The Fernandina Tortoise was previously thought to be extinct, but recent sightings of a female provide renewed hope for conservation of the species.
The Fernandina Tortoise (Chelonoidis
The last Fernandina Tortoise was spotted in 1906 during a large expedition carried out by the California Academy of Sciences. Since then, they have been declared Critically Endangered (possibly extinct) by the International Union for the Conservation of Nature (IUCN).
Fernandina is the most volcanically active of the Galápagos Islands which is believed to have been a factor in the tortoises’ decline. In April 2009, La Cumbre Volcano erupted on Fernandina Island and a small team was sent by plane to report the impacts. While in flight, the team saw what they thought might be tortoises, but due to the hazy conditions, they were unable to make a confirmation. Island Conservation Restoration Specialist, Victor Carrion, was part of the team 10 years ago and shared his experience:
There was little visibility of the ground due to the ash emanating from the volcano, but within minutes it was possible to see three black bulges, like rocks but they had a different brightness. I suspected that they were land tortoises but unfortunately could not be observed again despite several attempts of the pilot.”
....
**Explore the material**
A - According to the Fernandina Tortoise text, which volcano erupted on Fernandina Island in April 2009?
B - Quote the Fernandina Tortoise text between "The Fernandina Tortoise (Chelonoidis" and "of Nature (IUCN).", inclusive.
The material that follows has no connection to the Fernandina Tortoise text.
....
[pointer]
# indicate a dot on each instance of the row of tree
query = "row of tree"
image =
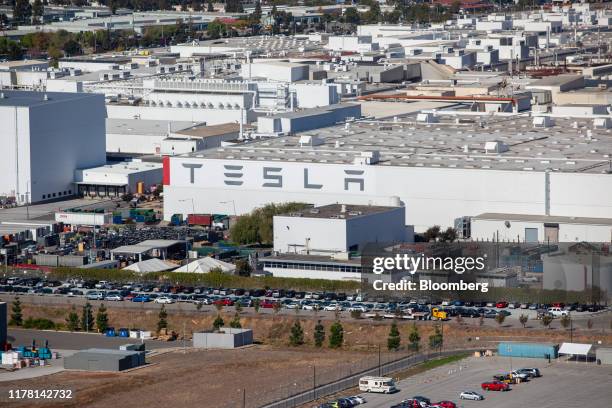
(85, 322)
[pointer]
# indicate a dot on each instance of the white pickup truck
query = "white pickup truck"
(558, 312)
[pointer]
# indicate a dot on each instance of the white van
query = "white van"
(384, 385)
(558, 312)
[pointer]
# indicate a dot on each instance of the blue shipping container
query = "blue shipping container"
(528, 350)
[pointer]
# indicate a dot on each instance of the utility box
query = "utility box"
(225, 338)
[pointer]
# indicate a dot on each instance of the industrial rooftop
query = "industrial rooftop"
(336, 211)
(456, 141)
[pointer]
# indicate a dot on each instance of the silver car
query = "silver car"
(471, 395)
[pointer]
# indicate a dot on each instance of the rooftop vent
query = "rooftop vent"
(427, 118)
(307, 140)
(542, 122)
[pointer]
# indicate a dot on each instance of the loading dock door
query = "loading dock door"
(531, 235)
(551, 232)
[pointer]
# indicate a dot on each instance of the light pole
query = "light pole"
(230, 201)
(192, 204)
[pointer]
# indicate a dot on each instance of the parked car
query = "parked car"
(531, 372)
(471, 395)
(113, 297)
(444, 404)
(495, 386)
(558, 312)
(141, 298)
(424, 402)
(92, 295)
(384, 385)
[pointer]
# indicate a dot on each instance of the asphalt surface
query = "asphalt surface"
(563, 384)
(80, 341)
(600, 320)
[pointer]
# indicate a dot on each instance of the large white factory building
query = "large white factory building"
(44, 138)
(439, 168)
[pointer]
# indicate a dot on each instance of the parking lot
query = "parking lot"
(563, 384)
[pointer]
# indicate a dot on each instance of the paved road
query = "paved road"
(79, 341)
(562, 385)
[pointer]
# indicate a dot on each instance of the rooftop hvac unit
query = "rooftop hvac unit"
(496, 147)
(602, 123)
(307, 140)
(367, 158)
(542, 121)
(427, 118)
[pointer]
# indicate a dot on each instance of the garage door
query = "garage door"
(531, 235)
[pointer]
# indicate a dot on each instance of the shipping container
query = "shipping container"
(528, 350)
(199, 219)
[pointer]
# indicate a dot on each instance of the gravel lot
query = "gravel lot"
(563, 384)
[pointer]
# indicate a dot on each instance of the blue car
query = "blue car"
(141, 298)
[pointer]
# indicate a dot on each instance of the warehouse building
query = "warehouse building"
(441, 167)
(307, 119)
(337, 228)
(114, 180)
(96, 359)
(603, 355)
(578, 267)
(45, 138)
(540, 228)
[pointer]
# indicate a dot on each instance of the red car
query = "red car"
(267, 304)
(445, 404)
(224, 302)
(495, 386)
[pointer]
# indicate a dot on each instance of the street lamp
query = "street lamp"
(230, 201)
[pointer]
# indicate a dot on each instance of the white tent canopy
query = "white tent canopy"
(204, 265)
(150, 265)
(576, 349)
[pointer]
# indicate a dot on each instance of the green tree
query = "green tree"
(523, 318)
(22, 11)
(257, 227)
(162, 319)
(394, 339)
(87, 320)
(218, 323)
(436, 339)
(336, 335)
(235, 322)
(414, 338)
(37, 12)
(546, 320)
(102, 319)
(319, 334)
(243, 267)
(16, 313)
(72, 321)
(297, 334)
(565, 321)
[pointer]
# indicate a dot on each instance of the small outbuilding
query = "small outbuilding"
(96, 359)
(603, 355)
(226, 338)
....
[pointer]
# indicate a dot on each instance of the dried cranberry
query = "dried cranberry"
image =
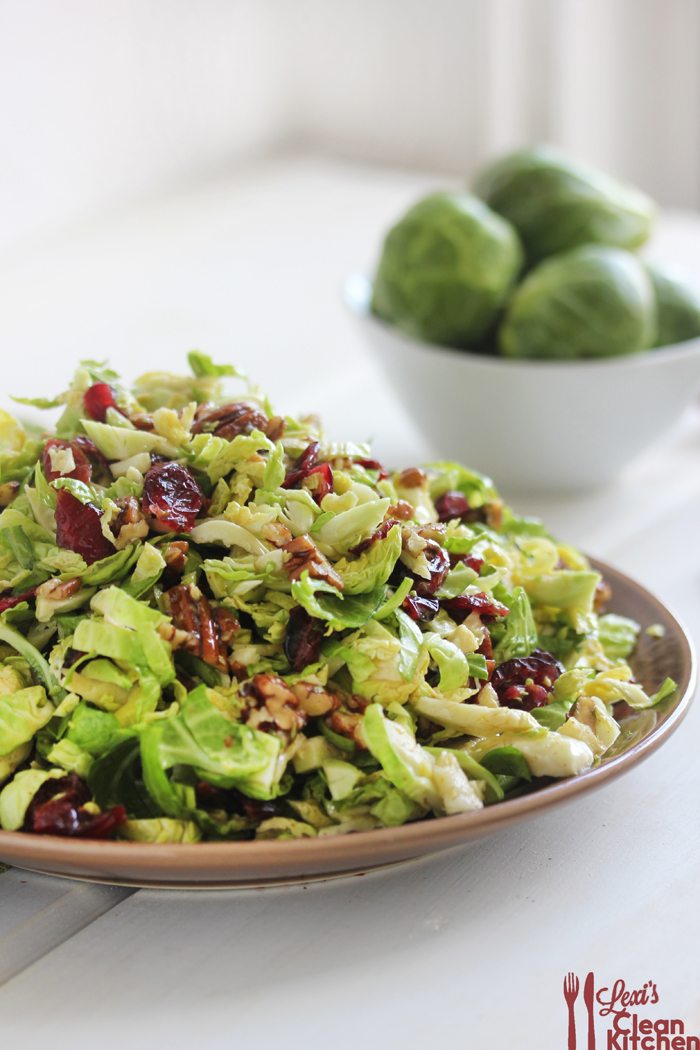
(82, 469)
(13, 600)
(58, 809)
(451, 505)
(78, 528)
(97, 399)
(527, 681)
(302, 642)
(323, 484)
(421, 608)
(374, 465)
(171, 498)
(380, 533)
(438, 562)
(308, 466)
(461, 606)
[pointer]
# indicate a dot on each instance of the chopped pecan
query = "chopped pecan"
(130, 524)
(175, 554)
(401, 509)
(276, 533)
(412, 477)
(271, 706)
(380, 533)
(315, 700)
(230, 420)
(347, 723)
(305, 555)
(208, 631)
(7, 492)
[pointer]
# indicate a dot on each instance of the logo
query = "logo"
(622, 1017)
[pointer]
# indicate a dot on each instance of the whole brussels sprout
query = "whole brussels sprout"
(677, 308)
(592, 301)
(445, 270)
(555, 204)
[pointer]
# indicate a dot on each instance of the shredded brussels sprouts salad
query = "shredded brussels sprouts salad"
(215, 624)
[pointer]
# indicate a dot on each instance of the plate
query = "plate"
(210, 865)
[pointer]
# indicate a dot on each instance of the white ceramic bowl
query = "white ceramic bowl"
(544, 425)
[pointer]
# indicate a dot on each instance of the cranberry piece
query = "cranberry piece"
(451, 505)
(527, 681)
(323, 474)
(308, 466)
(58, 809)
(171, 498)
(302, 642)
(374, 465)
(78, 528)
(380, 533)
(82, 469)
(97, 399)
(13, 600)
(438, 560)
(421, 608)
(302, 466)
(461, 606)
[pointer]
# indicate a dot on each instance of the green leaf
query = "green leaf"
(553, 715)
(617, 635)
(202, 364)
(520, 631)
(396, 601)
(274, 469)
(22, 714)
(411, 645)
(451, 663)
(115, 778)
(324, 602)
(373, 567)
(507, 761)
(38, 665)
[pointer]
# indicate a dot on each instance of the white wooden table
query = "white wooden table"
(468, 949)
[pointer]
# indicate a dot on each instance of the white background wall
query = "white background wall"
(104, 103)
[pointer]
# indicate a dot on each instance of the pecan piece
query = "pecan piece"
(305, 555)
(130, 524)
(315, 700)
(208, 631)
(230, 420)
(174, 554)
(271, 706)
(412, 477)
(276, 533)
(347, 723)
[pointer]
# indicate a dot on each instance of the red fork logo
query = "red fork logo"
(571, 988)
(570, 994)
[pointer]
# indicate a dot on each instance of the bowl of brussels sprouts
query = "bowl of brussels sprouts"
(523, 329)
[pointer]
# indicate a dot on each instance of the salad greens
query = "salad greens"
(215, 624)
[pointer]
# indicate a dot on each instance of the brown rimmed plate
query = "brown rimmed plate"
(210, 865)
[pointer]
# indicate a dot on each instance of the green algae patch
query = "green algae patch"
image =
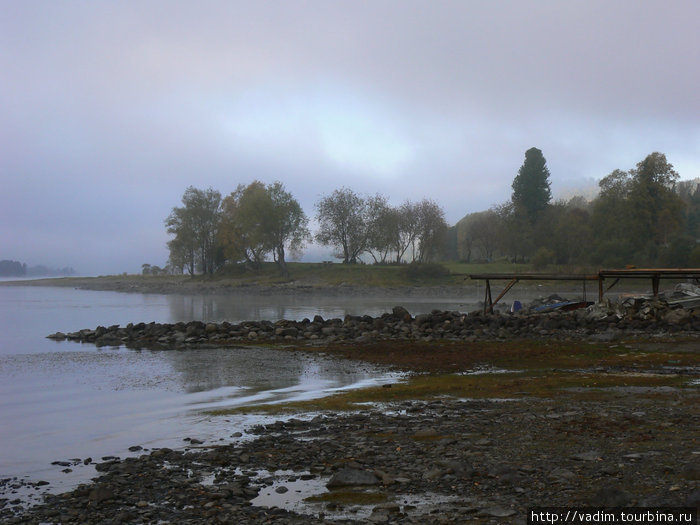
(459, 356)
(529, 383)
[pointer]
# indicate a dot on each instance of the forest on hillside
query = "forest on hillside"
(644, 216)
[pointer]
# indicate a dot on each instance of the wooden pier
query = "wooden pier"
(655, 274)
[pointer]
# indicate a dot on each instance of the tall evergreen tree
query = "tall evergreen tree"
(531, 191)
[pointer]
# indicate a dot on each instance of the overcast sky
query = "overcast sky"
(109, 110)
....
**Activity answers**
A - La Cumbre Volcano.

B -
The Fernandina Tortoise (Chelonoidis
The last Fernandina Tortoise was spotted in 1906 during a large expedition carried out by the California Academy of Sciences. Since then, they have been declared Critically Endangered (possibly extinct) by the International Union for the Conservation of Nature (IUCN).